======== Excerpt
The role of consumer inflation expectations has become overplayed in the politicized environment that central banks are now operating in, and to be effective, institutions like the European Central Bank may need to be less fixated on their public credibility, Paul Donovan, economist at UBS, told CNBC.com.
The ECB held interest rates on Thursday at 1.25 percent, but signaled that it was likely to raise them in July as it tries to normalize its monetary policy following the financial crisis.
"Overall, our monetary policy stance remains accommodative, lending support to economic activity. On balance, risks to the outlook of price stability are on the upside. Accordingly, strong vigilance is warranted," ECB President Jean-Claude Trichet said, using the bank's code words for a forthcoming rate hike, "strong vigilance."
"In the basis of our assessment we will act in a firm and timely manner. We will do all that is needed to prevent recent price developments giving rise to broad-based inflationary pressures," he added.
The ECB is diverging from other major central banks in increasing rates into an uncertain economic environment, which is reflective of its unusual fixation on being seen to deal with consumer inflation expectations, analysts have said.
In a report released on Thursday, UBS' Donovan highlighted the strange balance that central banks have to make between making effective decisions and remaining credible with a public and a media that judges the credibility of policy making on a visible targeting of inflation.
================
======== Given records
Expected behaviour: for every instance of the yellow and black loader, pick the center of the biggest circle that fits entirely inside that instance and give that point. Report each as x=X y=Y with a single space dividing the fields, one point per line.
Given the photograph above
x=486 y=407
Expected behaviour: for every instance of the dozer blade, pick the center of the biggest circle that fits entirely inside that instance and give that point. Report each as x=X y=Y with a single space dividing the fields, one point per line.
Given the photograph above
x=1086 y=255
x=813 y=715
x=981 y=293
================
======== Given records
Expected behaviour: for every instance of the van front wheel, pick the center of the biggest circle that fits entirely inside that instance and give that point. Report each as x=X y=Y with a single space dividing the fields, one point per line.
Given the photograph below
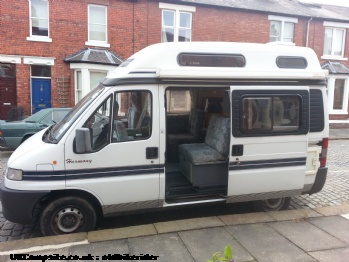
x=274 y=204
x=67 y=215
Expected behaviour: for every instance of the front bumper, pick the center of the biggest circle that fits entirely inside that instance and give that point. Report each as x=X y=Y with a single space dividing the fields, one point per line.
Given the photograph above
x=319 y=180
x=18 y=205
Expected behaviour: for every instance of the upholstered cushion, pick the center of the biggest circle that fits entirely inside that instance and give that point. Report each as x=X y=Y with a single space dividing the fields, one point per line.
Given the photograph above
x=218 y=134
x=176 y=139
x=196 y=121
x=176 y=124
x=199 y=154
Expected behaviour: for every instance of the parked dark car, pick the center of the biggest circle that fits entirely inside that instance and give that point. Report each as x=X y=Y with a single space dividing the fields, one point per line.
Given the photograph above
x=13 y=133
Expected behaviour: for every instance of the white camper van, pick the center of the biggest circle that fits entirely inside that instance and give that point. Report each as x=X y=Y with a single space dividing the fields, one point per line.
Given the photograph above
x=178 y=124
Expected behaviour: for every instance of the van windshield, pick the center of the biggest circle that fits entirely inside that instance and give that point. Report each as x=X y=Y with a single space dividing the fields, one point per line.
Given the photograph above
================
======== Given records
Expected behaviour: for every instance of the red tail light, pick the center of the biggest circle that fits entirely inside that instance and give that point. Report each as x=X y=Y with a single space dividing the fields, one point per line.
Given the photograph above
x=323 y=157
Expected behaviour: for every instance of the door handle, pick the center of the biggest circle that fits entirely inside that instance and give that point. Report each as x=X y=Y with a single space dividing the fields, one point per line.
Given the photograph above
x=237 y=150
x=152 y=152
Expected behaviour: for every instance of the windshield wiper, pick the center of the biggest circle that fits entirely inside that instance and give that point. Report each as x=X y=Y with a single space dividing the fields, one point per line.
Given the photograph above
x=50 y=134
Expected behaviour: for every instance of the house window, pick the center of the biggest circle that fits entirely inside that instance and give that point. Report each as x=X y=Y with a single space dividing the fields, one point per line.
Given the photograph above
================
**Exercise requirements**
a) In the article on the ECB and inflation expectations, at what level did the ECB hold interest rates on Thursday?
b) Translate this sentence from the article on the ECB and inflation expectations into Spanish: "The ECB held interest rates on Thursday at 1.25 percent, but signaled that it was likely to raise them in July as it tries to normalize its monetary policy following the financial crisis."
c) Resume the article on the ECB and inflation expectations, starting after its last sentence.

**Answers by item**
a) 1.25 percent.

b) El BCE mantuvo los tipos de interés el jueves en el 1,25 por ciento, pero señaló que probablemente los subiría en julio mientras intenta normalizar su política monetaria tras la crisis financiera.

c)
The problem, Donovan said, is that consumers are not very good at forecasting inflation.
"I think the ECB is nervous as a new institution, it needs to be seen to be credible," Donovan said.
"In a democratic society, an undemocratic central bank needs popular support. We know that the German electorate loved and revered their Bundesbank, and I think this perhaps is a manifestation of that, that the ECB is pursuing democratic credibility, even though that is not necessarily, in my view, the right way to approach inflation control."
"If the ECB is serious that it wants to control inflation, worrying about the credibility of the central bank with consumers is perhaps not the priority," he said.
The only plausible defence for the ECB's policy would be if it believes that consumers have wage bargaining power, which would mean that its public credibility is important, Donovan said. However, he added, "I would dispute that whether in the euro area as a whole there is wage bargaining power."
With the differences within a two-speed European recovery becoming ever more marked, the ECB's position of hitting the middle ground - gradually increasing rates – is not working well for either end of the growth spectrum, Donovan said. This is likely to further increase the political pressure on the bank.
"Germany needs higher interest rates than they've got at the moment, and at the same time (the ECB) is setting monetary policy which is causing severe problems in the periphery. Not just economic problems, but I would say that there's a growing sense of resentment against democratic populations opposed to an undemocratic institution they believe is making their lives worse," he said.